2000

1) Prove that a central force motion is a motion in a plane and the areal velocity of a particle is constant.

[12M]

2) A telephonic wire weighing 0.04 lb per foot has a horizontal span of 150 feel and sag of 1.5 feet. Find the length of the wire and also find maximum tension.

[12M]

3) Assuming that the earth attracts points inside it with a force which varies as the distance from its centre, show that, if a straight frictionless airless tunnel be made from one point of the earth’s surface to any point, a train would traverse the tunnel in slightly less than three quarters of an hour. Assume the earth to be a homogeneous sphere of radius \(6400 \mathrm{km}\).

[12M]

4) A small bead is projected with any velocity along the smooth circular wire under the action of a force varying inversely as the fifth power of the distance from a entre of force situated on the circumference. Prove that the pressure on the wire is constant.

[10M]

1999

1) If in a simple harmonic motion \(u,v,w\) be the velocities at adistance \(a,b,c\) from a fixed point on the straight line(which is not the centre of force), show that the period \(T\) is given by the equation \(\dfrac{4\pi^2}{T^2}(b-c)(c-a)(a-b)= \begin{vmatrix} u^2&v^2&w^2\\ a&b&c\\ 1&1&1 \end{vmatrix}\)

[10M]

2) A particle moves with a central acceleration \(\mu(r^3-c^4r)\), being projected fro an apse at distance \(c\) with a velocity \(\sqrt{\dfrac{2\mu}{3}}c^3\).Determine its path.

[10M]

1998

1) Two particles of masses \(m_1\) and \(m_2\) moving in coplanar parabolas round the sun collide at right angles and coalesce when their commom distance from the sun is \(R\). Show that the subsequent path of the combined particles is an ellipse of major axis \(\dfrac{(m_1+m_2)^2R}{2m_1m_2}\).

Given data:
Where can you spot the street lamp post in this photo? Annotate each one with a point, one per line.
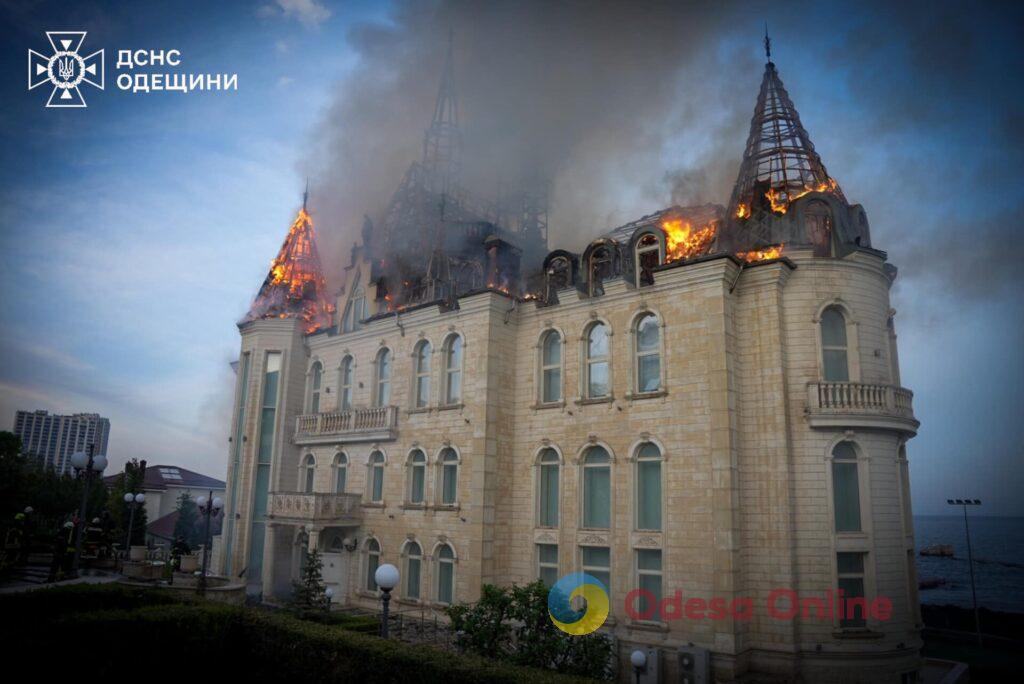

What you need to do:
(A) In the mechanics exam problems, what radius is assumed for the earth as a homogeneous sphere?
(B) Return the passage of the mechanics exam problems starting at "2) A telephonic" and ending at "find maximum tension.".
(C) Resume the mechanics exam problems from the point where they stop.

Per-task outputs:
(A) 6400 km

(B)
2) A telephonic wire weighing 0.04 lb per foot has a horizontal span of 150 feel and sag of 1.5 feet. Find the length of the wire and also find maximum tension.

(C)
[10M]

1997

1) A shell bursts on contact with the ground and pieces from it fly in all directions with all velocities upto 80 units. Show that a man 100 units away is in danger for a time of \(\dfrac{5}{2} \sqrt{2}\) units if \(g\) is assumed to be of 32 unils.

[10M]

2) A particle moves under a force \(m \mu\left(3 a u^{4}-2\left(a^{2}-b^{2}\right) u^{5}\right\}, a>b\) and is projected from an apse at a distance a+b with velocity \(\sqrt{\dfrac{\mu}{a+b}} .\) Find the orbit.

[10M]

3) A particle is projected along the inner side of a smooth circle of radius a, the velocity at the lowest point being u. Show that if \(2 \mathrm{ag}<\mathrm{u}^{2}<5 \mathrm{ag}\), the particle will leave the circle before arriving at the highest point. What is the nature of the path after the particle leaves the circle?

[10M]

1996

1) One end of a light elastic string of natural length a and modulus \(2\mathrm{mg}\) is attached to a fixed point O and the other to a particle of mass \(\mathrm{m}\). The particle is allowed to fall from the position of rest at 0 . Find the greatest extension of the string and show that the particle will reach 0 again after a time \(\left(\pi+2-\tan ^{-1} 2\right) \sqrt{\dfrac{2 a}{g}}\)

[15M]

2) A stone is thrown at an angle \(\alpha\) with the horizon from a point in an inclined plane whose inclination to the horizon is \(\beta\), the trajectory lying in the vertical plane containing the line of greatest slope. Show that if \(\theta\) be the elevation of that point bf the path which is most distant from the inclined plane, then \(2 \tan \theta=\tan \alpha+\tan \beta\)

[15M]

3) A particle moves under gravity on a vertical circle, sliding down the convex side of smooth circular arc. If its initial velocity is that due to a fall to the starting point from a height h above the centre; show that it will fly off the circle when at a height \(\dfrac{2 h}{3}\) above the centre.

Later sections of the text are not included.